Objetivo del ejercicio. Convierte todos los registros de abajo en una lista JSON de cadenas, con una cadena por línea y sin las líneas en blanco.

Datos disponibles.
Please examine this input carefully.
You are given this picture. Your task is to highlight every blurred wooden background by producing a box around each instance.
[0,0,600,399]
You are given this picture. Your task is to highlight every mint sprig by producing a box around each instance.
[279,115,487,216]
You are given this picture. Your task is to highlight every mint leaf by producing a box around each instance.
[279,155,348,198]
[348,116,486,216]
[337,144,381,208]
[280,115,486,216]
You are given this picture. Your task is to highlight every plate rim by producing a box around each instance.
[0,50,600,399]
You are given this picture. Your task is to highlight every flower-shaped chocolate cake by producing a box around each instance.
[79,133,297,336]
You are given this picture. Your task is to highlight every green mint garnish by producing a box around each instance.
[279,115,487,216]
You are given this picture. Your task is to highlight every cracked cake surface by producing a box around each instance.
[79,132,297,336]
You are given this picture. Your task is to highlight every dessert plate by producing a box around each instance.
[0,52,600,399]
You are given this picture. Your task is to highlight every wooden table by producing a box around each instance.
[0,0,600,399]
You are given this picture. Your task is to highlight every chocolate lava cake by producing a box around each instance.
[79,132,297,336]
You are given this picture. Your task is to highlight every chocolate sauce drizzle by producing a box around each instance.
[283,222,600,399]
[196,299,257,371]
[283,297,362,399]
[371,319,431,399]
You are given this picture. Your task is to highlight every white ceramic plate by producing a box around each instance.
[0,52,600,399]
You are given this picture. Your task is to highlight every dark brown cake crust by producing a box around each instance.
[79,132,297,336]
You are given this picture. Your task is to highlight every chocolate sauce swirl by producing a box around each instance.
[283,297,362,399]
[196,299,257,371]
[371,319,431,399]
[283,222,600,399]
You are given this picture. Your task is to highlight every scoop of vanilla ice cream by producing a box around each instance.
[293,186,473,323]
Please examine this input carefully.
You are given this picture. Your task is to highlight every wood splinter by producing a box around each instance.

Respuesta.
[
  "Please examine this input carefully.",
  "You are given this picture. Your task is to highlight every blurred wooden background by producing a box around each instance.",
  "[0,0,600,399]",
  "You are given this picture. Your task is to highlight every mint sprig by producing a box around each instance.",
  "[279,115,487,216]",
  "You are given this picture. Your task is to highlight every mint leaf by producing a box around each instance.",
  "[279,155,348,198]",
  "[348,116,486,216]",
  "[337,144,381,208]",
  "[280,115,486,216]",
  "You are given this picture. Your task is to highlight every plate rim by producing a box around each instance.",
  "[0,50,600,399]",
  "You are given this picture. Your task is to highlight every flower-shaped chocolate cake by producing a box around each instance.",
  "[79,133,297,336]",
  "You are given this picture. Your task is to highlight every green mint garnish by producing a box around each instance.",
  "[279,115,487,216]",
  "You are given this picture. Your task is to highlight every cracked cake surface by producing a box around each instance.",
  "[79,132,297,336]",
  "You are given this picture. Your task is to highlight every dessert plate by producing a box around each instance.",
  "[0,52,600,399]",
  "You are given this picture. Your task is to highlight every wooden table by producing a box around each instance.",
  "[0,0,600,399]",
  "You are given this picture. Your task is to highlight every chocolate lava cake by producing a box around each instance.",
  "[79,132,297,336]",
  "You are given this picture. Your task is to highlight every chocolate sauce drizzle by producing a box around each instance.",
  "[283,222,600,399]",
  "[196,299,257,371]",
  "[283,297,362,399]",
  "[371,319,431,399]",
  "You are given this picture. Your task is to highlight every white ceramic plate by producing a box around each instance.",
  "[0,52,600,399]",
  "You are given this picture. Your task is to highlight every dark brown cake crust by producing a box around each instance.",
  "[79,132,297,336]",
  "You are given this picture. Your task is to highlight every chocolate sauce swirl by producing a box around each instance.",
  "[283,297,362,399]",
  "[196,299,257,371]",
  "[371,319,431,399]",
  "[283,222,600,399]",
  "You are given this picture. Your task is to highlight every scoop of vanilla ice cream by producing a box around each instance.",
  "[293,186,473,323]",
  "Please examine this input carefully.",
  "You are given this picture. Your task is to highlight every wood splinter by producing a box around each instance."
]